**Information shown:**

◇ ◇ ◇ ◇ ◇

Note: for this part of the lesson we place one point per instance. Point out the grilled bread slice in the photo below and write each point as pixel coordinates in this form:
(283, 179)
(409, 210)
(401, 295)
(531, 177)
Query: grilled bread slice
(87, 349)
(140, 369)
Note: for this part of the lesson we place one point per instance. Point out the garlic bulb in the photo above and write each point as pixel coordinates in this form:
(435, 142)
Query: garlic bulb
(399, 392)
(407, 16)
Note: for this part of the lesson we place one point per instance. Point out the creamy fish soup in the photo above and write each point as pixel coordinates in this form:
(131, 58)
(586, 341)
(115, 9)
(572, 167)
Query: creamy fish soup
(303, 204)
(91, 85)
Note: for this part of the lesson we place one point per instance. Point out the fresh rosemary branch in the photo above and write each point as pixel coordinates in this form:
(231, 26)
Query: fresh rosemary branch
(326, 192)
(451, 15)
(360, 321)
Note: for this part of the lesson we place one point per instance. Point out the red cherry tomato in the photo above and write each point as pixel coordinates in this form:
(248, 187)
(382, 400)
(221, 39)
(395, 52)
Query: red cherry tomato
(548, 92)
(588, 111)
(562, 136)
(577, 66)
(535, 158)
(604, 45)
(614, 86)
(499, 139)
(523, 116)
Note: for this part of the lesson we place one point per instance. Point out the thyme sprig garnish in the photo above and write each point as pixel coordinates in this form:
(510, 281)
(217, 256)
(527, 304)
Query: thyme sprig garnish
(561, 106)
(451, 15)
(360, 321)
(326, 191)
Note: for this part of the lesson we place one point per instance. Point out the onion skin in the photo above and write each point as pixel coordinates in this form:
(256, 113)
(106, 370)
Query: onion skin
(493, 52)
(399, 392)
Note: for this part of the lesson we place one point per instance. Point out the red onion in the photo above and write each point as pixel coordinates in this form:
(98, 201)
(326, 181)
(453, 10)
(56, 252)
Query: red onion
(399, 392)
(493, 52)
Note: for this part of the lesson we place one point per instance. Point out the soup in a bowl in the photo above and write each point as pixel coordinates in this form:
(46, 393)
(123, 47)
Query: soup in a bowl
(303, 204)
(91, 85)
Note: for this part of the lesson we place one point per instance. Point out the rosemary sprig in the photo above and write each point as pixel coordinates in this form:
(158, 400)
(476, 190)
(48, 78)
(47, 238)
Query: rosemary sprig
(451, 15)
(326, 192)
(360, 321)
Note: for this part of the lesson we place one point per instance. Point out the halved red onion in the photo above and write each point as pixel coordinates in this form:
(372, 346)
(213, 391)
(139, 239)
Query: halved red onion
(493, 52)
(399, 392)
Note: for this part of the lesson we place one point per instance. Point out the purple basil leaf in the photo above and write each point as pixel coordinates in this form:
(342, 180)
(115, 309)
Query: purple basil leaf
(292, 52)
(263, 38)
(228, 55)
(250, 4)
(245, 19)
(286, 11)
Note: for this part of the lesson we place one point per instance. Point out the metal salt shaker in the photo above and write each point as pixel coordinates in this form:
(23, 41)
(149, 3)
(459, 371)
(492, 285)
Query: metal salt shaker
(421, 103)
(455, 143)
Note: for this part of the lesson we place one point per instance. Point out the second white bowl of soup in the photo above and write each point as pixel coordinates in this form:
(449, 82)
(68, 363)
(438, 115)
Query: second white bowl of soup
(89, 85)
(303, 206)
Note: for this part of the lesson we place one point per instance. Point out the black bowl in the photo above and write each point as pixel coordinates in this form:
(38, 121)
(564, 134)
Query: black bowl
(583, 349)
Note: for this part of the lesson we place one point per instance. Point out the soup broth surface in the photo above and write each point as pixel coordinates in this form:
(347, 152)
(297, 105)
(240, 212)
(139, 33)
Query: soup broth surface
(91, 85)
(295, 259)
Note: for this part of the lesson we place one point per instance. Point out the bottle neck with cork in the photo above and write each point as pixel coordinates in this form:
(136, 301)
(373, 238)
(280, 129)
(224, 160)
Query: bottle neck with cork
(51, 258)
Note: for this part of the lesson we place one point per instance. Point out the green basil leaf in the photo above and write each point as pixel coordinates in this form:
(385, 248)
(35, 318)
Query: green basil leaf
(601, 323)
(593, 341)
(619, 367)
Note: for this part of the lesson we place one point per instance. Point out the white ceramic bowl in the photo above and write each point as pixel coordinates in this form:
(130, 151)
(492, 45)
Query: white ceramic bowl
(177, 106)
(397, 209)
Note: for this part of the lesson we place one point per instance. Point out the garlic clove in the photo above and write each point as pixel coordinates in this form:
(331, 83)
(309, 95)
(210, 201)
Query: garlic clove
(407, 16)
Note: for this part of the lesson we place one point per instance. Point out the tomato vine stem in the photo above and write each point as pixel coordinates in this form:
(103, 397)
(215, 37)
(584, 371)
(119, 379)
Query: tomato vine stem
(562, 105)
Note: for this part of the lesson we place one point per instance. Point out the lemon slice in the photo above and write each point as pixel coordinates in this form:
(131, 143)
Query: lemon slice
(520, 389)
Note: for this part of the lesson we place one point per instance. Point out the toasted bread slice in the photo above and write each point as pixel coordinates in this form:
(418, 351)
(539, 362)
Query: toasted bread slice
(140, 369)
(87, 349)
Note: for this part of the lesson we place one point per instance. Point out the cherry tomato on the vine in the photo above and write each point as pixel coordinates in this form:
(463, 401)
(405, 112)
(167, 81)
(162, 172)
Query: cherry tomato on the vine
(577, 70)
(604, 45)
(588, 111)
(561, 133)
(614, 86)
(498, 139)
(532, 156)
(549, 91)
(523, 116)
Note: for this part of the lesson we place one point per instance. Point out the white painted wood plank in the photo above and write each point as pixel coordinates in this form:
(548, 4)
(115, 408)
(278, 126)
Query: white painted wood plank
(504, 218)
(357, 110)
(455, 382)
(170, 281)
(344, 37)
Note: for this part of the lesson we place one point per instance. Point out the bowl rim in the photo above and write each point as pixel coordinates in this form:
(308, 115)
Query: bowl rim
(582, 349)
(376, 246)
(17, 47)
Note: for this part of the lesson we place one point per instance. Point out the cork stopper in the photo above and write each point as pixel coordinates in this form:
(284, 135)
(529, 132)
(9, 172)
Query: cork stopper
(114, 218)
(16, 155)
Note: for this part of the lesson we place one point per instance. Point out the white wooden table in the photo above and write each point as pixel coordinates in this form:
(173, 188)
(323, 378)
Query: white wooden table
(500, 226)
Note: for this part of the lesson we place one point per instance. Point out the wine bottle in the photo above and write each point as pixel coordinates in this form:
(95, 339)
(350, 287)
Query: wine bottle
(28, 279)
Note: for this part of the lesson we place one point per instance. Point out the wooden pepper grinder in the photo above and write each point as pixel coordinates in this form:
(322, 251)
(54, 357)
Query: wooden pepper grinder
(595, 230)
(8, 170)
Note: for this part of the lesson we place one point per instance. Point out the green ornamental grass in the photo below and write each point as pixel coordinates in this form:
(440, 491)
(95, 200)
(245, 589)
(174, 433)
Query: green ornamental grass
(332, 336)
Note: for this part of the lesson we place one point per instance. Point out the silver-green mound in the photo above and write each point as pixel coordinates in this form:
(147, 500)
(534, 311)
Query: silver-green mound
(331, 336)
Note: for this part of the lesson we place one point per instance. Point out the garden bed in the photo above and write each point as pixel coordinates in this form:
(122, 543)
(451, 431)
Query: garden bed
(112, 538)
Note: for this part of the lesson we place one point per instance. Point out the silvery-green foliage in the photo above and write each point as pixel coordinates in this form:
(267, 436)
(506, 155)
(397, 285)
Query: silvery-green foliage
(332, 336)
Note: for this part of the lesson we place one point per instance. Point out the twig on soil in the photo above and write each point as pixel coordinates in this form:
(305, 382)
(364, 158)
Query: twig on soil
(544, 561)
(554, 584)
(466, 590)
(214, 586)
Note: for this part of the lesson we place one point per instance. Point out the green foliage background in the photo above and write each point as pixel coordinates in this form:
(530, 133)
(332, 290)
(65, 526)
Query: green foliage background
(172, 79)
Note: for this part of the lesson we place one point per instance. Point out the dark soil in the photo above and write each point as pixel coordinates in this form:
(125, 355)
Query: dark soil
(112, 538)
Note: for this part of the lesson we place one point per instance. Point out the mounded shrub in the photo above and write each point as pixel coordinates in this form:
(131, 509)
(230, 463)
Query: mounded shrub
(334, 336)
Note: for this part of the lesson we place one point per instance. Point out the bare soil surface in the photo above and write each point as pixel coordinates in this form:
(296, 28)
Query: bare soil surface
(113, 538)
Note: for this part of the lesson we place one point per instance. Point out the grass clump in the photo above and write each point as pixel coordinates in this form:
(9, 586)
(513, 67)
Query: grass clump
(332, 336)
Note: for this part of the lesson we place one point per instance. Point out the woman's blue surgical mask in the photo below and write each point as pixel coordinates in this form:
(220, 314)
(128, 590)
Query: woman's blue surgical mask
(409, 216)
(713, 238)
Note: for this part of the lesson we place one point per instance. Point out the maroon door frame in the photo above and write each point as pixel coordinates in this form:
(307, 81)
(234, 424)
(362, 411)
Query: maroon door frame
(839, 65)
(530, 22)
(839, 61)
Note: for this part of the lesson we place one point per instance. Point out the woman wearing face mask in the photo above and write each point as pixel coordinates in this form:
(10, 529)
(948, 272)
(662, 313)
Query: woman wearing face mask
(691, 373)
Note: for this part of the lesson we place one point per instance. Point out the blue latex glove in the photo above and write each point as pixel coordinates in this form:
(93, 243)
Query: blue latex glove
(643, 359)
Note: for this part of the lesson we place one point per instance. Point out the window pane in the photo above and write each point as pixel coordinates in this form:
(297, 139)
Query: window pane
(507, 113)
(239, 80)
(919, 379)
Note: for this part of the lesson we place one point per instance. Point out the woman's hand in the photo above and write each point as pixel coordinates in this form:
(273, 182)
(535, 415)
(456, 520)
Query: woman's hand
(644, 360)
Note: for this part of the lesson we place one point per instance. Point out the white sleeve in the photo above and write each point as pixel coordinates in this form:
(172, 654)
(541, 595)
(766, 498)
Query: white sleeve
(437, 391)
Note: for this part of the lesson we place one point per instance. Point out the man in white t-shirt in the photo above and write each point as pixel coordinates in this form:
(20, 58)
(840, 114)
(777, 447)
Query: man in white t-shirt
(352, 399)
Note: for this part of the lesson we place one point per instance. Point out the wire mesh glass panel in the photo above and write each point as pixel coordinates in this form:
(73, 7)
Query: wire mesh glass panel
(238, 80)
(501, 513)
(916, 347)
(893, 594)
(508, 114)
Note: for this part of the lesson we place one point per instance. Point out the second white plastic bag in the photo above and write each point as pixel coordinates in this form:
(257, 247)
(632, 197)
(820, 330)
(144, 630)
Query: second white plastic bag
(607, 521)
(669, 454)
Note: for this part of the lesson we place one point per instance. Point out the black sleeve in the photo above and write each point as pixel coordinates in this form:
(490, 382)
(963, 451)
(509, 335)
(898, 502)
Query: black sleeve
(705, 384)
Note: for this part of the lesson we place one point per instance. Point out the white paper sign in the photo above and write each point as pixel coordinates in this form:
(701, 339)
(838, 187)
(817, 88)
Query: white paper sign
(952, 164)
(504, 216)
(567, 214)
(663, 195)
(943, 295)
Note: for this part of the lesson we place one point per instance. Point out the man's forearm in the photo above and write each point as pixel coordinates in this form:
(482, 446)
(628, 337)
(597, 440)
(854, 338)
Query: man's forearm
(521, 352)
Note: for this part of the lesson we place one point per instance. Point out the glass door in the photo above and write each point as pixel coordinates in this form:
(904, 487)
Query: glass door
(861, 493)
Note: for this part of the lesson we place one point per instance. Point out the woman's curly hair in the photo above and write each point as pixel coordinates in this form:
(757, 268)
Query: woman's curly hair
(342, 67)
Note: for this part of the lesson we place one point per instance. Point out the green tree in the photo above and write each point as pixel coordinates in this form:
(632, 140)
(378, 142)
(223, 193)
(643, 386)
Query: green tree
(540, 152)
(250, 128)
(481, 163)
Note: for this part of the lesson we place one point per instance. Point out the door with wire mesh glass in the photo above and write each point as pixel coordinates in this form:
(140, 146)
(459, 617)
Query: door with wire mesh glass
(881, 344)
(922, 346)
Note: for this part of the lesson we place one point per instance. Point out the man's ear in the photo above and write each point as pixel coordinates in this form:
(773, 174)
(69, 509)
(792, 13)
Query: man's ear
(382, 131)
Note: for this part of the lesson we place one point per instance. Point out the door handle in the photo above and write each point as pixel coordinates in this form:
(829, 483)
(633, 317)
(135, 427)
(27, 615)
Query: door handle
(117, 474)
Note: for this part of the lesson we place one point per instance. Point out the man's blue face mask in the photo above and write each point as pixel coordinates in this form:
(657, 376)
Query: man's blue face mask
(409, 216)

◇ ◇ ◇ ◇ ◇

**Short exercise:**
Print the line containing "the man's ear" and every line after it to the end of the records above, exactly as written, and nothing else.

**Exercise response:**
Note: for this part of the lesson we place one point per instance. Point out the man's ear in the photo above and write each point as pixel coordinates in this form:
(773, 174)
(69, 509)
(792, 13)
Query: man's ear
(382, 131)
Note: for this part of the lesson we place one point per instance. Point out the door handle in the photo above and write each point as pixel coordinates in this form:
(829, 483)
(633, 317)
(135, 427)
(27, 615)
Query: door handle
(117, 474)
Note: for this part of the lesson we place one point per instance. Point out the man's blue face mask in the photo above and write each point as pixel coordinates in this form:
(657, 376)
Query: man's blue face mask
(409, 216)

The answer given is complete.